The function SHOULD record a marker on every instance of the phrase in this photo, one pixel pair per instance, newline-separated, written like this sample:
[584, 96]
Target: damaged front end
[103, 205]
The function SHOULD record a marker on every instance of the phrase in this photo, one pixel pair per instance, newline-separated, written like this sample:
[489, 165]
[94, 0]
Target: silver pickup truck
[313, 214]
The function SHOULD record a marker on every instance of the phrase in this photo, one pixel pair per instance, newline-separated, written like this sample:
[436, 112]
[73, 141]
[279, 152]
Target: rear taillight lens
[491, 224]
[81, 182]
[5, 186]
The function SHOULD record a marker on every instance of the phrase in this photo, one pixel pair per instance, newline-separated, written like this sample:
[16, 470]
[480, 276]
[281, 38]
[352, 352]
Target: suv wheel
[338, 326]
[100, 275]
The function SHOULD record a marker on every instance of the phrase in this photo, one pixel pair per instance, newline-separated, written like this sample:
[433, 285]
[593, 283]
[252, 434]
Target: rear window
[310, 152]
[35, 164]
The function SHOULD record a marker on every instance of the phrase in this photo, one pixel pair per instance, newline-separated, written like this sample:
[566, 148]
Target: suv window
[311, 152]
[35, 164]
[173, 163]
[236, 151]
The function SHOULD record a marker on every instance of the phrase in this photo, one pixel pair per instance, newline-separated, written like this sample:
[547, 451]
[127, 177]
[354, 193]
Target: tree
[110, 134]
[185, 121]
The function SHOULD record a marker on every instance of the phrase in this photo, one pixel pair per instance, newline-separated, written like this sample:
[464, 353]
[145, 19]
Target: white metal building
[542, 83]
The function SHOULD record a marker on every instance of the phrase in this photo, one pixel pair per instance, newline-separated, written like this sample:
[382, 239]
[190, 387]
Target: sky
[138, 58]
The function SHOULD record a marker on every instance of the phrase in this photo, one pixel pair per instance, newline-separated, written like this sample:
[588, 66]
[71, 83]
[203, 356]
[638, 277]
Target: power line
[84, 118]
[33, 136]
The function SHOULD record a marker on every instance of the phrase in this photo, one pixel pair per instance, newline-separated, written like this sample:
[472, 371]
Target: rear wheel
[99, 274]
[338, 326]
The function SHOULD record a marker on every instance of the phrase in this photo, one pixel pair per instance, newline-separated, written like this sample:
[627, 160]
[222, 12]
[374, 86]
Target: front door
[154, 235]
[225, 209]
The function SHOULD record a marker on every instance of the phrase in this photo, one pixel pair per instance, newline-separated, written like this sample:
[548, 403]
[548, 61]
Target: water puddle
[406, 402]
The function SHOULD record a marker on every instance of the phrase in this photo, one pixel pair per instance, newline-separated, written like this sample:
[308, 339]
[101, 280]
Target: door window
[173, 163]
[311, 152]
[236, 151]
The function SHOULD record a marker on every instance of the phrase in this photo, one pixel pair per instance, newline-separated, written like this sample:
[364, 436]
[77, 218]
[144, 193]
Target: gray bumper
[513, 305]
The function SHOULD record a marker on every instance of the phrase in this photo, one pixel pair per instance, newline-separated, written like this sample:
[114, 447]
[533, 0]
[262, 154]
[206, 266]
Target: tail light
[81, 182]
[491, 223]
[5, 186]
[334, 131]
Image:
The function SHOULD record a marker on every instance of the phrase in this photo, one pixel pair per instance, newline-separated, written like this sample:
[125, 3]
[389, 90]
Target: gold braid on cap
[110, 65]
+++
## Work order
Quote all the records. Keep every word exact.

## Answer for this exercise
The function SHOULD record a marker on every instance of the phrase in this photo, one pixel pair per instance, newline-separated, written like this sample:
[584, 96]
Target: damaged front end
[103, 205]
The function SHOULD record a marker on every instance of the phrase in this photo, one pixel pair per instance, newline-separated, written like this sample:
[489, 165]
[94, 0]
Target: silver pickup truck
[313, 214]
The function SHOULD record a marker on every instance of the phrase in this photo, one pixel pair per instance, newline-separated, written like this sample:
[436, 112]
[73, 141]
[279, 152]
Target: rear taillight lens
[491, 224]
[81, 182]
[5, 186]
The function SHOULD record a marker on every instance of the phrase in this photo, one pixel pair per instance, newline-separated, written like this sample:
[16, 470]
[480, 276]
[281, 38]
[352, 352]
Target: suv wheel
[338, 326]
[100, 275]
The function SHOULD record a marker on every instance of the phrase in this photo, one pixel pair per instance, newline-separated, written like this sample:
[433, 285]
[593, 283]
[252, 434]
Target: rear window
[310, 152]
[35, 164]
The function SHOULD record a marker on every instance of the phrase in this photo, one pixel pair per instance, newline-separated, written like this sample:
[566, 148]
Target: suv window
[311, 152]
[35, 164]
[173, 163]
[236, 151]
The function SHOULD record a marker on every instance of the phrase in this photo, one pixel pair per instance, newline-separated, written like this sample:
[547, 451]
[127, 177]
[354, 193]
Target: tree
[110, 134]
[185, 121]
The function SHOULD record a marker on every instance of the phrase in this photo, one pixel pair per instance, newline-separated, written like this sample:
[464, 353]
[145, 19]
Target: white metal building
[542, 83]
The function SHOULD record a marker on every instance of the phrase in this photo, one pixel pair per instance, newline-separated, written like this sample:
[382, 239]
[190, 387]
Target: sky
[138, 58]
The function SHOULD record a marker on every instance of the phrase in this photo, one pixel pair per instance, newline-separated, written like this sample:
[588, 66]
[71, 83]
[203, 356]
[638, 277]
Target: power line
[84, 118]
[33, 136]
The function SHOULD record a marker on every instance of the phrase in this photo, one pixel pair per instance, newline-separated, written like this sample:
[472, 371]
Target: rear wheel
[99, 274]
[338, 326]
The function SHOULD record a marker on every instance of the phrase in this photo, one pixel pair per instance, newline-separated, written like this sample:
[627, 160]
[222, 12]
[374, 86]
Target: front door
[154, 235]
[225, 209]
The function SHOULD record a marker on every instance of the phrase in this photo, one pixel pair per instance, newline-separated, written like this sample:
[548, 403]
[548, 61]
Target: water puddle
[406, 402]
The function SHOULD record a marker on every instance of the phrase in this photo, one pixel pair per instance, newline-separated, written like this sample:
[308, 339]
[101, 280]
Target: door window
[173, 163]
[311, 152]
[236, 151]
The function SHOULD record a marker on every instance of the phrase in this photo, one pixel pair per instance, newline-separated, written like this sample:
[364, 436]
[77, 218]
[144, 193]
Target: gray bumper
[513, 305]
The function SHOULD record a marker on every instance of the phrase in this photo, one pixel pair per instance, newline-separated, written like this sample:
[114, 447]
[533, 0]
[262, 154]
[206, 266]
Target: tail light
[81, 182]
[491, 223]
[5, 186]
[334, 131]
Image:
The function SHOULD record a marker on every instance of the phrase in this photo, one pixel pair per instance, newline-separated, written like this sample:
[125, 3]
[389, 90]
Target: gold braid on cap
[110, 65]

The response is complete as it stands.